EXERCISE PROMPT -
Search the listing below for the word "jacket", and copy every line in which it turns up.
PROVIDED INFORMATION: Begin
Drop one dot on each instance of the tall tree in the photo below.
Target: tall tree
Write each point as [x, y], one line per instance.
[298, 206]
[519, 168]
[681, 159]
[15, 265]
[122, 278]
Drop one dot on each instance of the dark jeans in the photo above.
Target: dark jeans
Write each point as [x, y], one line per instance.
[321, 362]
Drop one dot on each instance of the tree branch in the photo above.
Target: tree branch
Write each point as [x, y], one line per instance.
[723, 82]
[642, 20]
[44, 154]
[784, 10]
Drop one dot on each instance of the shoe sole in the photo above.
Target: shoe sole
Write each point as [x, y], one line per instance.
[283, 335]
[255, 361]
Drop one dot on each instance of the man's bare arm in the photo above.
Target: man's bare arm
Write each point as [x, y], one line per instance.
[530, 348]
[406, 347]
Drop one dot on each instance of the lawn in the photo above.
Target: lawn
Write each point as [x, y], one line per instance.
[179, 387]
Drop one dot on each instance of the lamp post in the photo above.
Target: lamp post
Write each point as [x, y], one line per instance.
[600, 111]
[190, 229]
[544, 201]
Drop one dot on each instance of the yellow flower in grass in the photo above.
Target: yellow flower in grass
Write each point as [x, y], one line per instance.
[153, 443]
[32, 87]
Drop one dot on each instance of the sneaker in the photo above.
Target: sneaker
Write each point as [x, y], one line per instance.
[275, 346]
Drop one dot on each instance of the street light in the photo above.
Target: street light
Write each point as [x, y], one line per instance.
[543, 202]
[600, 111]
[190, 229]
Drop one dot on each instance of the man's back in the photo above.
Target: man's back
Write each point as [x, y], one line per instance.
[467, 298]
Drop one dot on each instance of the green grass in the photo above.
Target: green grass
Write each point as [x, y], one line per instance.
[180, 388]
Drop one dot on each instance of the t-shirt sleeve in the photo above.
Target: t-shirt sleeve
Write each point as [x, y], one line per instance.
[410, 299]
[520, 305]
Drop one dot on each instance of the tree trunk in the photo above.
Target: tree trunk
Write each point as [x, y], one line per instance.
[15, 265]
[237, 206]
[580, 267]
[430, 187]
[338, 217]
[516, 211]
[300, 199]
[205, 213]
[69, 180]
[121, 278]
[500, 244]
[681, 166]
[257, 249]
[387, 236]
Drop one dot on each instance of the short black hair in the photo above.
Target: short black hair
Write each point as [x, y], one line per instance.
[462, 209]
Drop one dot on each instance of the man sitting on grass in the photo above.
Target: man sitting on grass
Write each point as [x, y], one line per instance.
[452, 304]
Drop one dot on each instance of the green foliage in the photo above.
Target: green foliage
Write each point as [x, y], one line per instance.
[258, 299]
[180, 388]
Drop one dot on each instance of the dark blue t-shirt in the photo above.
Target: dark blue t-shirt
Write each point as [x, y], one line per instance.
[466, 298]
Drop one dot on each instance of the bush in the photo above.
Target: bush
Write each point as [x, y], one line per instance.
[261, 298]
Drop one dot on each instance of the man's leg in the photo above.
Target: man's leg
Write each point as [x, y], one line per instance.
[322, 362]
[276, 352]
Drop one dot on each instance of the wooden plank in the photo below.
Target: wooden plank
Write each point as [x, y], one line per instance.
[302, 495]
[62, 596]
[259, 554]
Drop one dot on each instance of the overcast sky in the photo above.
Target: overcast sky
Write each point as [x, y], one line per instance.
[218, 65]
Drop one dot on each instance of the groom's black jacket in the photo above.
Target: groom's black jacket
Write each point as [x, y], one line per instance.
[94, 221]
PROVIDED INFORMATION: End
PROVIDED INFORMATION: Begin
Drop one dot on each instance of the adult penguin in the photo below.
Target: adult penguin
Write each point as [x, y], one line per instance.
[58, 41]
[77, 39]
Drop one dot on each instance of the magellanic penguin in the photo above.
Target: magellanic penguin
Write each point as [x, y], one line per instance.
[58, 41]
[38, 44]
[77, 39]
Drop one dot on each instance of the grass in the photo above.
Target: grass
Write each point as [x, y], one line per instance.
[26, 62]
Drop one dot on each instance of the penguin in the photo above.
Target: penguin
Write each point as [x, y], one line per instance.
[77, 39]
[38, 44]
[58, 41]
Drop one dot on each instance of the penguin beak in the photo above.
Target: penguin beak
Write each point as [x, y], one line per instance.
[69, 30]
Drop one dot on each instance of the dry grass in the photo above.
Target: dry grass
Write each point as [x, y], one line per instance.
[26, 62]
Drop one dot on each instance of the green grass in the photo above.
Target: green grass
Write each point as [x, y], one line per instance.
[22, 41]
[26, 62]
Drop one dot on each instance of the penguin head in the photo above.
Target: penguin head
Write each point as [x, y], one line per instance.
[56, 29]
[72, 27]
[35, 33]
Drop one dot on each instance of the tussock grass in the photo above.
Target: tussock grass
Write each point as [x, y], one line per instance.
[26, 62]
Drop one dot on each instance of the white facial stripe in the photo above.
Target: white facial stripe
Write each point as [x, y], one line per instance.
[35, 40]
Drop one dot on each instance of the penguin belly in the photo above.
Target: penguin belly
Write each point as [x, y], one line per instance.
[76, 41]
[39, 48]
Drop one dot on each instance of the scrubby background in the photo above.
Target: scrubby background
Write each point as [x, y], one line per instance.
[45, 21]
PROVIDED INFORMATION: End
EXERCISE RESPONSE -
Drop one dot on each instance of the groom's black jacket in the photo above.
Target: groom's black jacket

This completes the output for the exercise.